**Quoted passage:**
Tiernay v. McGarity

14 R.I. 231 | R.I. | 1883

This is an exception by the defendant to the ruling of the Court of Common Pleas denying his motion to discharge the garnishee.

The answer of the garnishee sets forth that at the time of the service of the writ upon it, namely, August 30, 1882, at two o'clock and thirty minutes in the afternoon, it had in its possession $38.03 of the personal estate of the defendant, money due for wages earned. That subsequently it received notice of an assignment of these wages made sometime previously. That it had always paid to the defendant the wages he had earned up to the time of the attachment.

At the hearing in the court below, P. T. Giblin, grocers, claimed the wages under the assignment referred to in the garnishee's answer, which was an assignment to them from the defendant dated November, 1881. They offered to prove that the defendant, both before and since the assignment, had been continuously indebted to them for the necessaries of life. They further offered to prove, in explanation of their not having presented the assignment to the garnishee prior to the attachment, that the garnishee charged its employees three per cent. of their wages per month for accepting and agreeing to pay under an assignment.

**Stored items:**
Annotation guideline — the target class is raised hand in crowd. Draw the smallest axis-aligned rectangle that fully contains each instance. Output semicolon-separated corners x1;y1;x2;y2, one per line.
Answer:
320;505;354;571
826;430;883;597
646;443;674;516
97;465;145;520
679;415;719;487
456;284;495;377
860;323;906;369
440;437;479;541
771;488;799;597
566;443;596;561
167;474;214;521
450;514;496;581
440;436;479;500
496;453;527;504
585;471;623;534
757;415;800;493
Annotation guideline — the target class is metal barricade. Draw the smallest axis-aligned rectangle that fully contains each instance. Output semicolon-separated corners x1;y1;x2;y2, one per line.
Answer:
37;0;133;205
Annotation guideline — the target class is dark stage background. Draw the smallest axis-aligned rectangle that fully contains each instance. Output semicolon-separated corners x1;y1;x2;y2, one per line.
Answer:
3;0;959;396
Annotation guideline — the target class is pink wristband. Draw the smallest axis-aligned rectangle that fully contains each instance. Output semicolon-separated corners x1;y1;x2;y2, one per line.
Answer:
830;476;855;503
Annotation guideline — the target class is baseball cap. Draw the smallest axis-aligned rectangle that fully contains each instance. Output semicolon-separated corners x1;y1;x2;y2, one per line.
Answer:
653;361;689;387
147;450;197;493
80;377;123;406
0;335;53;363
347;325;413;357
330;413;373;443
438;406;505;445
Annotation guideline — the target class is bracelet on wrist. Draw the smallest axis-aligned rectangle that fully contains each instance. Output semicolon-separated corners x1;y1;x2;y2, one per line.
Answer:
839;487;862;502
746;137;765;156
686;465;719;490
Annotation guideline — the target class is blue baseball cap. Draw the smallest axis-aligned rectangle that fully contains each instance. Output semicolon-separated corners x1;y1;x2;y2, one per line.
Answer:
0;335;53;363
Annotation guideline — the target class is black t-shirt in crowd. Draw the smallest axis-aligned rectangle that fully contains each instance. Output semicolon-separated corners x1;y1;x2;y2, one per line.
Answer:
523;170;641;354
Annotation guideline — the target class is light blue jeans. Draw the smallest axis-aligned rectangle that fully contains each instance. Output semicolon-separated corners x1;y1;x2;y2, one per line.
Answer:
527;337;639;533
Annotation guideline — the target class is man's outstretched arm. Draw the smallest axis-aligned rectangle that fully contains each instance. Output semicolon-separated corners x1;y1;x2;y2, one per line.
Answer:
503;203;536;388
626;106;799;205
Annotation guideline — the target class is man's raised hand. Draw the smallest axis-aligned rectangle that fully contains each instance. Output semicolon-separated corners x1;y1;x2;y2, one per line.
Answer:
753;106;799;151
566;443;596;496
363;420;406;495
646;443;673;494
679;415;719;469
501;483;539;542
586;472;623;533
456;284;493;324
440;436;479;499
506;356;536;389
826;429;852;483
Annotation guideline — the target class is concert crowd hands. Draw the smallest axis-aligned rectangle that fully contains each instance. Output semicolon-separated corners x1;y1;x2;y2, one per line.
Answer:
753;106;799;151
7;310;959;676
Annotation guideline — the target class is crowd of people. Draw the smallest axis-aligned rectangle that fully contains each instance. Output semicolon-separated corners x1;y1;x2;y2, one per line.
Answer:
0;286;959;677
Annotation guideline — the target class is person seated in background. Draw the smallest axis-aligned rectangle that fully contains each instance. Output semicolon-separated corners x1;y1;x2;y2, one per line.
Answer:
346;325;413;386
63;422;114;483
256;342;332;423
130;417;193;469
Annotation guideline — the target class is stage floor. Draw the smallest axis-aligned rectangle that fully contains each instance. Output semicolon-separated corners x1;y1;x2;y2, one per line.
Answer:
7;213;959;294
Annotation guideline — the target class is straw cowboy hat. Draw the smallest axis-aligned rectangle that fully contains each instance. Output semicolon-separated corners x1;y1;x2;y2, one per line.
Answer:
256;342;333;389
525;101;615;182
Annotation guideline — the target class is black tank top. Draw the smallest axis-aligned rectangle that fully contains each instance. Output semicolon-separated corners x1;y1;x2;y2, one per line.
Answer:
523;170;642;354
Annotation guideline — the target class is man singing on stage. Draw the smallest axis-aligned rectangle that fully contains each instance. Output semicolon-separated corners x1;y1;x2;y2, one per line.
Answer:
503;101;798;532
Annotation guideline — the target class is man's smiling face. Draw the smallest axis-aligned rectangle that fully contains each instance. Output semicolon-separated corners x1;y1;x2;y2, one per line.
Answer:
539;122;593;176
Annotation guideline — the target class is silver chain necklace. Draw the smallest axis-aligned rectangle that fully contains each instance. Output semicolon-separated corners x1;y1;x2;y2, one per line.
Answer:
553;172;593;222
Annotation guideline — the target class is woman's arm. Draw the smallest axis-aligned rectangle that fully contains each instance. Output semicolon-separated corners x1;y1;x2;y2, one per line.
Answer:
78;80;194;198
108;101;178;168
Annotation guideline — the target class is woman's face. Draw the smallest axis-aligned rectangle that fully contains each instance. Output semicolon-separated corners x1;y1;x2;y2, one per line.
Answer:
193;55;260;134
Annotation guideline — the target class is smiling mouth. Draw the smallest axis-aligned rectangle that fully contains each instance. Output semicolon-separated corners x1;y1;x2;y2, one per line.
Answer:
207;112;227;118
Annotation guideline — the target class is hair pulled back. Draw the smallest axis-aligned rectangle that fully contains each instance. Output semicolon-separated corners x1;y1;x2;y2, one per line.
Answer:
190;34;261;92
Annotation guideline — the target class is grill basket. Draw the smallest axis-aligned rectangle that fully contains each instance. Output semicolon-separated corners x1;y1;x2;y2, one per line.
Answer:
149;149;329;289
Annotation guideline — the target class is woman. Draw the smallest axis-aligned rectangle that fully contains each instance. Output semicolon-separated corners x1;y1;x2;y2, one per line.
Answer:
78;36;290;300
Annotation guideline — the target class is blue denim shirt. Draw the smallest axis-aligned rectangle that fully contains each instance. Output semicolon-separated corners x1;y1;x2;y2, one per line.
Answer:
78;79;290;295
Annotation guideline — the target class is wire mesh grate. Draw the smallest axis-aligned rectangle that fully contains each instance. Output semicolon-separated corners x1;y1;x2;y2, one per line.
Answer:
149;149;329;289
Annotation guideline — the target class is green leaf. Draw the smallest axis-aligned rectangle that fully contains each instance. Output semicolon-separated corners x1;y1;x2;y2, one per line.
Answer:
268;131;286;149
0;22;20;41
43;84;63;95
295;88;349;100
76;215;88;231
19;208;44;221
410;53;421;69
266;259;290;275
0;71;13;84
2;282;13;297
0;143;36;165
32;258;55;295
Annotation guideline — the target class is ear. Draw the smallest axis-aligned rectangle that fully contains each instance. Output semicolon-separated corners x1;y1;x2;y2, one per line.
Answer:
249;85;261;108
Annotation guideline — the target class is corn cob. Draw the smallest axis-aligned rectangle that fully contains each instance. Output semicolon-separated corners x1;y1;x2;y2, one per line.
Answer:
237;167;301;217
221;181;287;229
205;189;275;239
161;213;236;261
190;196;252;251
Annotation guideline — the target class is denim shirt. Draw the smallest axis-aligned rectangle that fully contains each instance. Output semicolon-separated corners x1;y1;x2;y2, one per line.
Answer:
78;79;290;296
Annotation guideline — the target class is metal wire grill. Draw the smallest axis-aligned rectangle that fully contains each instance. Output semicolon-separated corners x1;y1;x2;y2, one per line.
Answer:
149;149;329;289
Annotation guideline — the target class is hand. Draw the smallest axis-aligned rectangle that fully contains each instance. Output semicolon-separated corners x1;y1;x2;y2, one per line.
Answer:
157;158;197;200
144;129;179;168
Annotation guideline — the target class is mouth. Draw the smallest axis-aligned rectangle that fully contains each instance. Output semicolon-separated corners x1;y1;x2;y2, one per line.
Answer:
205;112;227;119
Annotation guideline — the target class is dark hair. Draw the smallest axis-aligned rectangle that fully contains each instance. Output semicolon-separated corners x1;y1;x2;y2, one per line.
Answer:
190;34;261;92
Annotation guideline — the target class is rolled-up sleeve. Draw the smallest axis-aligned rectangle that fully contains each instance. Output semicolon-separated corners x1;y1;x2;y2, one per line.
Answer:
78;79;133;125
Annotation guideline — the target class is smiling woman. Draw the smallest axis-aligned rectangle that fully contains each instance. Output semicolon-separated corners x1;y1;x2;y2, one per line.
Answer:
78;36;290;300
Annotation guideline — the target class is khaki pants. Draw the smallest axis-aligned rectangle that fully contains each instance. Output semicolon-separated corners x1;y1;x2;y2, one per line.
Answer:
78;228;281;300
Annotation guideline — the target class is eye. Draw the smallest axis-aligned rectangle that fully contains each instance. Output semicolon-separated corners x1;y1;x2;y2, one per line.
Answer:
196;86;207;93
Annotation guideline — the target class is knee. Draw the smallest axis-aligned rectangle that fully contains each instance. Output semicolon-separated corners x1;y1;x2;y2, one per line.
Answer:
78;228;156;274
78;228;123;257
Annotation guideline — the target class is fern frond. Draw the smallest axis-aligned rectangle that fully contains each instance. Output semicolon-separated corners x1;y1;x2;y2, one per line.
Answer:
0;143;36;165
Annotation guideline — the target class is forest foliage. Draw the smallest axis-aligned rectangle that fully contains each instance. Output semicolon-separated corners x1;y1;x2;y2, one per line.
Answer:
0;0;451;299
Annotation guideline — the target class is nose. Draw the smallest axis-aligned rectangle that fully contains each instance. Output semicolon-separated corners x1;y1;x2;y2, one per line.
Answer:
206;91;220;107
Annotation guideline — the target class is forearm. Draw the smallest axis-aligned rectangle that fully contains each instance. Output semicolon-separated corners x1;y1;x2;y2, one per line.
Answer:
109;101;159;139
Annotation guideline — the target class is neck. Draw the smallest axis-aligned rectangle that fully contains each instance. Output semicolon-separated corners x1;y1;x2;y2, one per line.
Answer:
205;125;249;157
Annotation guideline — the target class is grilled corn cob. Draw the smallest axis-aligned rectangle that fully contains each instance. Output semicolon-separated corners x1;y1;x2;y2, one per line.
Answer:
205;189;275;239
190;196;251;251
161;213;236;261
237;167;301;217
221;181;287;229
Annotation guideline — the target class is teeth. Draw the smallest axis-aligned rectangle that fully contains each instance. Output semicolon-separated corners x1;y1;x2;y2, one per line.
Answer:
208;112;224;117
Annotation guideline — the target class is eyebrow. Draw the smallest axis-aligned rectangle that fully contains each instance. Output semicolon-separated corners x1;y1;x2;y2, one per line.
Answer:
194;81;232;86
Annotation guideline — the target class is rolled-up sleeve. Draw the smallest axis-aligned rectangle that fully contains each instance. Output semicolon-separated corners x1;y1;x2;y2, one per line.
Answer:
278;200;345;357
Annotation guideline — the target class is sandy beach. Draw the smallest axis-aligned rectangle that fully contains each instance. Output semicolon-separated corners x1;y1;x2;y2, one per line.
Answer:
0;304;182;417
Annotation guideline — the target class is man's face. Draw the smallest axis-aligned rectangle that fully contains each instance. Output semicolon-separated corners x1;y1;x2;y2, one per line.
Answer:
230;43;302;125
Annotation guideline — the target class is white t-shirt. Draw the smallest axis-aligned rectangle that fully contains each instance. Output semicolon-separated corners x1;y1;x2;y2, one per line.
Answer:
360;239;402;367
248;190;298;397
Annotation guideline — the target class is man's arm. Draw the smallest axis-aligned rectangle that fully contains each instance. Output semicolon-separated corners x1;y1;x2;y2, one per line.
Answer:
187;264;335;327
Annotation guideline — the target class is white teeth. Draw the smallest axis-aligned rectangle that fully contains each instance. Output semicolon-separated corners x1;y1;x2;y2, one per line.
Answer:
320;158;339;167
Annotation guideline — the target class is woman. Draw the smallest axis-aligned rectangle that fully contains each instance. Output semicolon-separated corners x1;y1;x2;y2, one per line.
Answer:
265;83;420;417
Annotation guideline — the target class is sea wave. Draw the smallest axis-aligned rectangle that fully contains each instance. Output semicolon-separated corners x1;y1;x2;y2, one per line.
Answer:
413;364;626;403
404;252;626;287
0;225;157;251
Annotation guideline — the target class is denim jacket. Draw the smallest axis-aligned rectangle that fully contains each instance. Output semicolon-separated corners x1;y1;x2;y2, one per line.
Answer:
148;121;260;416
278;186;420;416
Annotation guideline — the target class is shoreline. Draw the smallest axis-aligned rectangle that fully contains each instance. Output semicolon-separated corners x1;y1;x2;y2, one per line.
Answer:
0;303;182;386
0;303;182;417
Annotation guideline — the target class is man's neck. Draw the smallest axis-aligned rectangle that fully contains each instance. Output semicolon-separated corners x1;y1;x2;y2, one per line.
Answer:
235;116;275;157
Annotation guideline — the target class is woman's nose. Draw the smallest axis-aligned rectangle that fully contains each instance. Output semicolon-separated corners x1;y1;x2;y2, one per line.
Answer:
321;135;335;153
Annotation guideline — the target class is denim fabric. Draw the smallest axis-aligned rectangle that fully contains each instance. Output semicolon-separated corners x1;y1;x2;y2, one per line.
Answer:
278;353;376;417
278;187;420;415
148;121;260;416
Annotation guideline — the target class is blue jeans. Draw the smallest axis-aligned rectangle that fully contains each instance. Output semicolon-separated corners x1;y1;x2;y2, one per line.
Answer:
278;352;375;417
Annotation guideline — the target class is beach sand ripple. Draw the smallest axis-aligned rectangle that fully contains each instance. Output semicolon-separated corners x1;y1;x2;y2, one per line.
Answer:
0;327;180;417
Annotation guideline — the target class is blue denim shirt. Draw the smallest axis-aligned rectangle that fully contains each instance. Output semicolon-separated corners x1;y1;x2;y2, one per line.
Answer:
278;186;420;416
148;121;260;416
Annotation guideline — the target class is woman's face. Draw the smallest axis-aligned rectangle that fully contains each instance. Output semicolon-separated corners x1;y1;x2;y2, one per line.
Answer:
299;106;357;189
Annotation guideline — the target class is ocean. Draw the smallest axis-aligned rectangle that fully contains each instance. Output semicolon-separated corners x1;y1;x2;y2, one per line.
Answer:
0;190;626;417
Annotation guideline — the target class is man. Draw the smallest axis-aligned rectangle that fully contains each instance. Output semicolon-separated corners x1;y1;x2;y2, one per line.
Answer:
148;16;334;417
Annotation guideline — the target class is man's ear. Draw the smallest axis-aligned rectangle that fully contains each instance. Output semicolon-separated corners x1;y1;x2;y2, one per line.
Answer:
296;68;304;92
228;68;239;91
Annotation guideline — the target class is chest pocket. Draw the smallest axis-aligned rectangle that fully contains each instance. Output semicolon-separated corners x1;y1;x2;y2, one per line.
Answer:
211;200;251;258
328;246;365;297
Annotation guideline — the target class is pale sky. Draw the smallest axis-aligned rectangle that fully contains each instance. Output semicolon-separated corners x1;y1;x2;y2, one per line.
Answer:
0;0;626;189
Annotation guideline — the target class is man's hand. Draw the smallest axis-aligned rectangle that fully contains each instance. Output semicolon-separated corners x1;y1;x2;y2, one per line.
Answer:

**Goal of the exercise:** Repeat the court opinion word for word, starting at the words "The answer of" and stopping after "of the attachment.".

**Correct result:**
The answer of the garnishee sets forth that at the time of the service of the writ upon it, namely, August 30, 1882, at two o'clock and thirty minutes in the afternoon, it had in its possession $38.03 of the personal estate of the defendant, money due for wages earned. That subsequently it received notice of an assignment of these wages made sometime previously. That it had always paid to the defendant the wages he had earned up to the time of the attachment.